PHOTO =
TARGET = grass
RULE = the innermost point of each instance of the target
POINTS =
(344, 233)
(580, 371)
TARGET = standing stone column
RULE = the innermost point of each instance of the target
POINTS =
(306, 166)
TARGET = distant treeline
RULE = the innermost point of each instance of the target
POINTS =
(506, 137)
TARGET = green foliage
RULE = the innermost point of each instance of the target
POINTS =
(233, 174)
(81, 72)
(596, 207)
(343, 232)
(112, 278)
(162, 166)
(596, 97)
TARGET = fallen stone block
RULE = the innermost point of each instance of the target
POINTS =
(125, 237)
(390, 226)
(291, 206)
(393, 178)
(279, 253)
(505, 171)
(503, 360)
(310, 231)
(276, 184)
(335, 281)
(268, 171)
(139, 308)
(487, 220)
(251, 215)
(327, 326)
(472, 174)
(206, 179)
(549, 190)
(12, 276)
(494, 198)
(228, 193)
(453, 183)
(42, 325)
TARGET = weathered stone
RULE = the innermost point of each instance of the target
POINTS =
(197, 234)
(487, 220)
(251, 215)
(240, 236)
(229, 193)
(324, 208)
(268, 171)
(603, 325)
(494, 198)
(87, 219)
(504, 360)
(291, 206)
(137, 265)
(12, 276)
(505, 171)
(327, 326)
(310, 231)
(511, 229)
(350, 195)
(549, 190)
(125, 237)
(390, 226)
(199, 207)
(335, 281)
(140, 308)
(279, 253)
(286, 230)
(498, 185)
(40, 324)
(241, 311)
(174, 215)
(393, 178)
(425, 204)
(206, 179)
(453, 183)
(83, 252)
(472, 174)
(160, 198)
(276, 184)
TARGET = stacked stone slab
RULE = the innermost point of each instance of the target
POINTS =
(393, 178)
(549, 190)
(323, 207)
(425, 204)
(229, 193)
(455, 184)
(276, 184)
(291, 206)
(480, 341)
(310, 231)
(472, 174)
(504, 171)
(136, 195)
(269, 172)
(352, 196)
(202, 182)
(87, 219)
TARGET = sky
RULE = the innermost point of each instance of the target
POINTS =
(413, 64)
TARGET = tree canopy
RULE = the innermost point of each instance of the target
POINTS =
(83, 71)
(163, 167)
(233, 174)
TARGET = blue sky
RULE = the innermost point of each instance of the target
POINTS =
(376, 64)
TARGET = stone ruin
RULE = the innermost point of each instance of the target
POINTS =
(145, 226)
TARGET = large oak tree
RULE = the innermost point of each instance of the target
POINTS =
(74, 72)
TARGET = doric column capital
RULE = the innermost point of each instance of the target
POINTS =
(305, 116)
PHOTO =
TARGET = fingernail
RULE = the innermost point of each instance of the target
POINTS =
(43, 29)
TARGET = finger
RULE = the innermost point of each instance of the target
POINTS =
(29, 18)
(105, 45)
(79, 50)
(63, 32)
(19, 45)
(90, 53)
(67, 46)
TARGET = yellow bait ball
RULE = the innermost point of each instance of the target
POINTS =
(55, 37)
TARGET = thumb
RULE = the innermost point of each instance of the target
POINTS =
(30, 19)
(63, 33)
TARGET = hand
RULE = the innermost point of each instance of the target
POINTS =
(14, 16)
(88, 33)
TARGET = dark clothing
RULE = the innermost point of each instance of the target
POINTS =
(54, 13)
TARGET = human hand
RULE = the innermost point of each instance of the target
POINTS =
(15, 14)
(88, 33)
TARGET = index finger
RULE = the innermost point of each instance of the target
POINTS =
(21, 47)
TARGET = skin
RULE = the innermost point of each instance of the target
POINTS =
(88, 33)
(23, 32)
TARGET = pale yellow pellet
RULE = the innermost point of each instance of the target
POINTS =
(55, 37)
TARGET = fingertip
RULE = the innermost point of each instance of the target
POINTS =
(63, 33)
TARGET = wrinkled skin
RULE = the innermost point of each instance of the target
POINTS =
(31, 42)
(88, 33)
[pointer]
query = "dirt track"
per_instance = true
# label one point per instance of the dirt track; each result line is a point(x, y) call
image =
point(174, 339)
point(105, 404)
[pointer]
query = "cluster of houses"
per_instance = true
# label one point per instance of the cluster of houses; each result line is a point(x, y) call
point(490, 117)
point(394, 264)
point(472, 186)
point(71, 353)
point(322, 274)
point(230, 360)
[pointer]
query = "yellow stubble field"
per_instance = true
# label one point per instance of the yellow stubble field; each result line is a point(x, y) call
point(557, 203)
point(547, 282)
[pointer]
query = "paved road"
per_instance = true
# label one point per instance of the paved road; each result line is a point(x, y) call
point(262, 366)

================================

* What needs to be done: Nothing past the line containing "TARGET = tree canopy" should be restated; transcribe the material exactly from its first line through that line.

* Answer for this exercise:
PHOTO =
TARGET = grass
RULE = the innermost point of each instance of the target
POINTS =
(344, 233)
(580, 371)
TARGET = standing stone column
RULE = the innermost point of each instance of the target
POINTS =
(306, 166)
TARGET = distant treeline
RULE = the innermost point of each instance of the target
POINTS =
(506, 137)
TARGET = green foliage
RULE = the innermost point of each instance of the target
POINTS =
(233, 174)
(81, 72)
(596, 207)
(343, 232)
(112, 278)
(162, 166)
(596, 97)
TARGET = fallen stone block
RULE = the innermost point of each instance of the target
POINTS =
(125, 237)
(390, 226)
(291, 206)
(393, 178)
(279, 253)
(505, 171)
(503, 360)
(310, 231)
(276, 184)
(335, 281)
(268, 171)
(139, 308)
(487, 220)
(251, 215)
(327, 326)
(472, 174)
(206, 179)
(549, 190)
(12, 276)
(494, 198)
(228, 193)
(453, 183)
(42, 325)
TARGET = weathered stone
RULE = the innermost point of each instance of the target
POINTS =
(197, 234)
(487, 220)
(251, 215)
(240, 236)
(229, 193)
(324, 208)
(268, 171)
(603, 325)
(494, 198)
(87, 219)
(504, 360)
(291, 206)
(137, 265)
(12, 276)
(505, 171)
(327, 326)
(310, 231)
(511, 229)
(350, 195)
(549, 190)
(125, 237)
(390, 226)
(199, 207)
(335, 281)
(140, 308)
(279, 253)
(286, 230)
(498, 185)
(40, 324)
(241, 311)
(174, 215)
(393, 178)
(425, 204)
(206, 179)
(453, 183)
(83, 252)
(472, 174)
(160, 198)
(276, 184)
TARGET = stacked stone slab
RULE = the innermost point of each instance of the target
POINTS =
(393, 178)
(549, 190)
(323, 207)
(425, 204)
(229, 193)
(455, 184)
(276, 184)
(291, 206)
(480, 341)
(310, 231)
(472, 174)
(504, 171)
(136, 195)
(269, 172)
(352, 196)
(202, 182)
(87, 219)
TARGET = sky
RULE = the innermost point of each instance of the target
POINTS =
(413, 64)
TARGET = tree canopy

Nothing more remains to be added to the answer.